- [Data records]:
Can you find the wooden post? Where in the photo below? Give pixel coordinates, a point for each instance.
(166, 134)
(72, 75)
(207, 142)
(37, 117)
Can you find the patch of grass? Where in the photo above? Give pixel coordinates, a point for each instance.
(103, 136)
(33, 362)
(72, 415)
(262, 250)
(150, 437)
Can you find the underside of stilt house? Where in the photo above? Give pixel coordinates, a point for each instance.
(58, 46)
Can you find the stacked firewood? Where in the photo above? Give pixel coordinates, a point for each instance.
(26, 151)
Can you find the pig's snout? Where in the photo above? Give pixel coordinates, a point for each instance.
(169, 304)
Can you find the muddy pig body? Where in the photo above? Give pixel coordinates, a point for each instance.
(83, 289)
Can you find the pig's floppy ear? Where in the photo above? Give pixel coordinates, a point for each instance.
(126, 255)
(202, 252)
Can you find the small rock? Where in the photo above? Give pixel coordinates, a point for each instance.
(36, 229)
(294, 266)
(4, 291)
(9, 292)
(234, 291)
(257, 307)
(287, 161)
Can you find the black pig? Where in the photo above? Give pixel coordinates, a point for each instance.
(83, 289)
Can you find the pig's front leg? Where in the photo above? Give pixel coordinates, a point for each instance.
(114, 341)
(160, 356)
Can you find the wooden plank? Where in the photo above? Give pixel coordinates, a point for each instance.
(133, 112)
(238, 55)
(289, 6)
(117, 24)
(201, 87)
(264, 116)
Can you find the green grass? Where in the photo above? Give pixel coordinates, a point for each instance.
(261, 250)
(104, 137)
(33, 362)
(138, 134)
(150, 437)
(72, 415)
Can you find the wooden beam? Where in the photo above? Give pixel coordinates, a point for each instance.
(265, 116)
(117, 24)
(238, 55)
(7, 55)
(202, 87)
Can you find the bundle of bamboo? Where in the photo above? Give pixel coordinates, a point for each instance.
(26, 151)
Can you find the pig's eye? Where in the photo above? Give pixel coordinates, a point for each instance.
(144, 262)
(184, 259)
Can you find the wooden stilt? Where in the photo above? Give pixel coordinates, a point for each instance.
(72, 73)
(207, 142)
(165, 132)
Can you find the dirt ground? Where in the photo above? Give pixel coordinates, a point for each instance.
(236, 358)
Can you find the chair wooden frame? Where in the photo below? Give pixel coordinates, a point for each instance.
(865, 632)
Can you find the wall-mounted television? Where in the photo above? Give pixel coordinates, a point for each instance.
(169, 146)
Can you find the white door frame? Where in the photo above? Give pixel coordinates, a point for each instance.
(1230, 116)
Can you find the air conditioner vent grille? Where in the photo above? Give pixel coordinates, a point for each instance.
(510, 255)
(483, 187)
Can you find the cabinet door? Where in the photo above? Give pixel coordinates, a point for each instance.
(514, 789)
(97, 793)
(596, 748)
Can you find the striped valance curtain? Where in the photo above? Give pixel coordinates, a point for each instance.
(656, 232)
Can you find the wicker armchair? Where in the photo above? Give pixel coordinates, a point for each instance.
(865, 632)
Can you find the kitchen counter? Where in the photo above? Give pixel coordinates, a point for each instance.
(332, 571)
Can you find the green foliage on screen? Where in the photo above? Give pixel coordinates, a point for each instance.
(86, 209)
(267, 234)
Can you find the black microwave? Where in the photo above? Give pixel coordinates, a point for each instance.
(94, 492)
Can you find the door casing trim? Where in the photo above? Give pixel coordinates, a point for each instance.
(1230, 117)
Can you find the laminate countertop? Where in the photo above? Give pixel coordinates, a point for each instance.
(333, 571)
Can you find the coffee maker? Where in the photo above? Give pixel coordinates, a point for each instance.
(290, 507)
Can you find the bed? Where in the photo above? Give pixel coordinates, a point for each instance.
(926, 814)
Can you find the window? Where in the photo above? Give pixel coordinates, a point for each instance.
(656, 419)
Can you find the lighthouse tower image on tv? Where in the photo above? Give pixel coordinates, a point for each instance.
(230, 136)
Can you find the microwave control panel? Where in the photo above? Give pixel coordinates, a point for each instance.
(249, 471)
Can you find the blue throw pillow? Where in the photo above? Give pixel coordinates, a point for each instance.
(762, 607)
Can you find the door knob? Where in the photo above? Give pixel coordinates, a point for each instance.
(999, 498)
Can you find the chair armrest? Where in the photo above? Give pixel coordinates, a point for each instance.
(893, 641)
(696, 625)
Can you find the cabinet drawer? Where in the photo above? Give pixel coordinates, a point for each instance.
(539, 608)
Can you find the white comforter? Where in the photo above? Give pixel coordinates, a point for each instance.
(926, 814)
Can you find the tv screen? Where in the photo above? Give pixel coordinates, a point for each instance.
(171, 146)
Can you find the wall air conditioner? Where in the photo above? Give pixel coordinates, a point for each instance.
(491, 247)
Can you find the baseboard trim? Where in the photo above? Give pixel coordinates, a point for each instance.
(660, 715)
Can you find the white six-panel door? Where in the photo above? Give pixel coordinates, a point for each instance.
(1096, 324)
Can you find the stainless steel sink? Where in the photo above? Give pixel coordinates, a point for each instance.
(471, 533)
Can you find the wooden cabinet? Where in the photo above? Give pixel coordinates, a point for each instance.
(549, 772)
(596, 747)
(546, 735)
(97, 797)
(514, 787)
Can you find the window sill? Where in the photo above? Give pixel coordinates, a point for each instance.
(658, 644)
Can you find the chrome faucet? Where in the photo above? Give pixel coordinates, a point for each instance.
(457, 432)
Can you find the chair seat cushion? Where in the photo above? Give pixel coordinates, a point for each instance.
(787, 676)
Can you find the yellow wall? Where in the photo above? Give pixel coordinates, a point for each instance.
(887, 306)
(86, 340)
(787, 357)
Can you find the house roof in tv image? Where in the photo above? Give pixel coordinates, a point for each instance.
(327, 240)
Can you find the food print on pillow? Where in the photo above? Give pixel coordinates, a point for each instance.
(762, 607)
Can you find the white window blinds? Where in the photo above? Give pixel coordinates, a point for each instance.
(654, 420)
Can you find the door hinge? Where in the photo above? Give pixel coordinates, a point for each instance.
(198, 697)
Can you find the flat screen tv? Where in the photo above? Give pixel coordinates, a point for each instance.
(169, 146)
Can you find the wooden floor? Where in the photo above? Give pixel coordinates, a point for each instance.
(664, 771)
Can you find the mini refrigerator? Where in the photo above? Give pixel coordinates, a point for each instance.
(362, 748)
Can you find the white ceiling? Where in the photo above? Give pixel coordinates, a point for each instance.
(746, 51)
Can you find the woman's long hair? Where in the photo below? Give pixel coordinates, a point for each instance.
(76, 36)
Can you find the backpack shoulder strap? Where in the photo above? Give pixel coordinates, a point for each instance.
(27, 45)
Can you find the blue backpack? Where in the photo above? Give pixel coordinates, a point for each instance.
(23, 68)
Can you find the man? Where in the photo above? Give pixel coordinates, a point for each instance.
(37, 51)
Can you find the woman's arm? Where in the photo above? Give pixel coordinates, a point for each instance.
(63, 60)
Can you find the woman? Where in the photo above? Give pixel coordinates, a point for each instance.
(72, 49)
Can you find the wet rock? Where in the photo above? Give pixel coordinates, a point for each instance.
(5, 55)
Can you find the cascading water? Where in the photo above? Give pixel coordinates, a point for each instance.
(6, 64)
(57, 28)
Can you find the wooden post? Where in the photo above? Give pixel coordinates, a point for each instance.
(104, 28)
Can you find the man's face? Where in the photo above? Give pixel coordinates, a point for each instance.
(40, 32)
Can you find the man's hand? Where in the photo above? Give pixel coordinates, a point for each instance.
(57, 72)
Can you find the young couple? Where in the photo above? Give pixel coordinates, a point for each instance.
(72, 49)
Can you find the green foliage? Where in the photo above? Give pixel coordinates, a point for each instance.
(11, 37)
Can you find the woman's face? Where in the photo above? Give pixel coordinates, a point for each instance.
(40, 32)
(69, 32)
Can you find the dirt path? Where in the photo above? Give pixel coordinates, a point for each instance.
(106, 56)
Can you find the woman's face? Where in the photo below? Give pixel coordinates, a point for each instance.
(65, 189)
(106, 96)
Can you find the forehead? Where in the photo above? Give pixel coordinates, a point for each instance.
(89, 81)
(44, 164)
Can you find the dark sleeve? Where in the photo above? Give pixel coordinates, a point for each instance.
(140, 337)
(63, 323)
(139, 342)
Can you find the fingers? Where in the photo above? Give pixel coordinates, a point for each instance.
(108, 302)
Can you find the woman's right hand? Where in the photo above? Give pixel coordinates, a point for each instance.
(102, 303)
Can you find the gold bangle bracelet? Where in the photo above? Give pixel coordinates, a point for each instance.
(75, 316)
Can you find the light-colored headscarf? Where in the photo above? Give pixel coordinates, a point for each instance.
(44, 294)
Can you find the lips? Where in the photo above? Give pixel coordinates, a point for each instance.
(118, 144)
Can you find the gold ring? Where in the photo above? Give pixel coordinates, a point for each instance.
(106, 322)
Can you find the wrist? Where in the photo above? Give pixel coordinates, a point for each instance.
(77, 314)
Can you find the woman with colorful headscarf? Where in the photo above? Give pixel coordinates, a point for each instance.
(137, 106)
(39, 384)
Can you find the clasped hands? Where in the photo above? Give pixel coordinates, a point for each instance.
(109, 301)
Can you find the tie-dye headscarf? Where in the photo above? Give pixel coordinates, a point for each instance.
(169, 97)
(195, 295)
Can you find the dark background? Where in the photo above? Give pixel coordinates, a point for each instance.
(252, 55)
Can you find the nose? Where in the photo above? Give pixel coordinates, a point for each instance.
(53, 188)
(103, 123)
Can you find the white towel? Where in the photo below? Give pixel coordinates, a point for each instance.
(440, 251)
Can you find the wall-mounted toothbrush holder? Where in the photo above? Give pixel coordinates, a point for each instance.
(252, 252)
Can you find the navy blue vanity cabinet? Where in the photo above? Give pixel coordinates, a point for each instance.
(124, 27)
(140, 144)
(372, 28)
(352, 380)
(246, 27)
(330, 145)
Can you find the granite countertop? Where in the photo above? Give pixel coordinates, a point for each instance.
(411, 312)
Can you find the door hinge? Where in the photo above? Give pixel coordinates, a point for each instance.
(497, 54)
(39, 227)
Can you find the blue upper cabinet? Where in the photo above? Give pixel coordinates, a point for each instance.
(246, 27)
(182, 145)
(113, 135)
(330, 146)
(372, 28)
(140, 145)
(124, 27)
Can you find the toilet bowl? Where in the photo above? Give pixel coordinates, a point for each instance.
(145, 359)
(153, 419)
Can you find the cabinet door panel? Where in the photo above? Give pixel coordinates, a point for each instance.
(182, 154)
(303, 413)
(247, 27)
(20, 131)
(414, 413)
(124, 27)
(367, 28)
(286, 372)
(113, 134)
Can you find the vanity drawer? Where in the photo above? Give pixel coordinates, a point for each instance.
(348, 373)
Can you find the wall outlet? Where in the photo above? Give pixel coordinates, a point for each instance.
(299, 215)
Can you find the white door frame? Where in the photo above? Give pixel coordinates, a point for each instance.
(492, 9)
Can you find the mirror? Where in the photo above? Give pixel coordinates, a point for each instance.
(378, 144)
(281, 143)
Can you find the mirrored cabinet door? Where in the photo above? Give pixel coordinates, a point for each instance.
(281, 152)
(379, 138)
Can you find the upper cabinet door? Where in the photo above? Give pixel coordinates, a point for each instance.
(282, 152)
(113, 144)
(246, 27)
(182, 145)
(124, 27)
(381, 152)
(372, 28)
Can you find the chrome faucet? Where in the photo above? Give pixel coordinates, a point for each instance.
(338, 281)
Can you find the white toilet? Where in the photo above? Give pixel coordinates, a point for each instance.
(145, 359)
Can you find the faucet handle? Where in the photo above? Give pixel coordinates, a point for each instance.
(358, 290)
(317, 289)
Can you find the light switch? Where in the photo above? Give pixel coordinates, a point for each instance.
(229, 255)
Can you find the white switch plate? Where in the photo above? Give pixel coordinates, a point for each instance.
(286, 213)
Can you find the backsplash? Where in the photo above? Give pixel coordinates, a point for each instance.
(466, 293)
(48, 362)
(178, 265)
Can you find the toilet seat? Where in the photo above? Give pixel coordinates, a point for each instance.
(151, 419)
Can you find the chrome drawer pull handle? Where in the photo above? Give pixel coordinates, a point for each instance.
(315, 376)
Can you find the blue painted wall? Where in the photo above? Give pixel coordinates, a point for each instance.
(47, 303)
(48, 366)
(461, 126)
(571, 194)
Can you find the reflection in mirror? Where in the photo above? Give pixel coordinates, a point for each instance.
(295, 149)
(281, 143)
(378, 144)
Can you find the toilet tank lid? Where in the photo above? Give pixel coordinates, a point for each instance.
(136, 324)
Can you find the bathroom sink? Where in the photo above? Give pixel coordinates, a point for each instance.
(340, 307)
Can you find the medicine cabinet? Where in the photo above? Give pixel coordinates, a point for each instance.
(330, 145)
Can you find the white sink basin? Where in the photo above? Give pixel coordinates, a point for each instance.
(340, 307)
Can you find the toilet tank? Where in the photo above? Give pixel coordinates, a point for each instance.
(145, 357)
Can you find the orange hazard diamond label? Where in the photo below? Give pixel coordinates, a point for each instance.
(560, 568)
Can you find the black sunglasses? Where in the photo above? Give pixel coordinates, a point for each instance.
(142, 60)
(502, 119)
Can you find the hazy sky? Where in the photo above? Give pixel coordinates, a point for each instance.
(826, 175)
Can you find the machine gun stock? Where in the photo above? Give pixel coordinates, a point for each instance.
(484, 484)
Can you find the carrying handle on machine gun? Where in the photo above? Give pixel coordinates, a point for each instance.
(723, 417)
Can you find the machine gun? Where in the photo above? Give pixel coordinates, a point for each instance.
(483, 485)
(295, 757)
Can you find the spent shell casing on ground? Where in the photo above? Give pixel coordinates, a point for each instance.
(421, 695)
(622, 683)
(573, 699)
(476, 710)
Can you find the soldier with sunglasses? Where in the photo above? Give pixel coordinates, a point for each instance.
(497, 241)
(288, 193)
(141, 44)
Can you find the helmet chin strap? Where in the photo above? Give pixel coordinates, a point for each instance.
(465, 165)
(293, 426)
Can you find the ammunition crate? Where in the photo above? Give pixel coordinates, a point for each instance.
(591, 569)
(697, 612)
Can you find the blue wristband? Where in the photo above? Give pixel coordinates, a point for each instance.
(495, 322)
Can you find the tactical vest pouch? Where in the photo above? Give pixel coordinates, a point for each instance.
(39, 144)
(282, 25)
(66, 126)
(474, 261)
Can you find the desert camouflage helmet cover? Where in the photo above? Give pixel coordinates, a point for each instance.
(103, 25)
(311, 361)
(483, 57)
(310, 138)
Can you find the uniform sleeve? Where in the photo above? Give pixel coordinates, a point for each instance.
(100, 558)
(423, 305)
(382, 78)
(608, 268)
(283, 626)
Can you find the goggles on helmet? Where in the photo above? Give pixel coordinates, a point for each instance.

- [What is required]: Starting at the line with "Can you find the spent", copy every line up to and including the last one in the entries above.

- [Result of this task]:
Can you find the spent shell casing on ground? Where in the photo above? Give pixel coordinates, a point for each instance.
(421, 695)
(622, 683)
(573, 699)
(476, 710)
Can you find the soldier with sunglasses? Where in the photo above? Give pixel coordinates, a point for each instance.
(497, 241)
(288, 193)
(141, 44)
Can you find the helmet chin strap? Where in the photo above? Give pixel coordinates, a point for each instance.
(465, 165)
(293, 426)
Can you find the ammunition crate? Where in the photo above? Give pixel coordinates, a point for each instance.
(591, 569)
(697, 612)
Can you find the blue wristband? Where in the photo above? Give pixel coordinates, a point for each instance.
(495, 322)
Can you find the tactical vest pouch? Where in the photo above? Give pixel coordinates, a point for each instance.
(39, 144)
(282, 25)
(66, 126)
(474, 261)
Can you find the desert camouflage helmet cover? Where in the photo above? Give pixel coordinates, a point for each instance.
(103, 25)
(311, 361)
(483, 57)
(310, 138)
Can you find the uniform sleeve? Where in the photo above? Give pixel coordinates, a point for each instance.
(100, 558)
(423, 305)
(382, 78)
(608, 268)
(283, 626)
Can you find the goggles on helmet? Where in the photo above? Give pixel coordinates, a point for each instance.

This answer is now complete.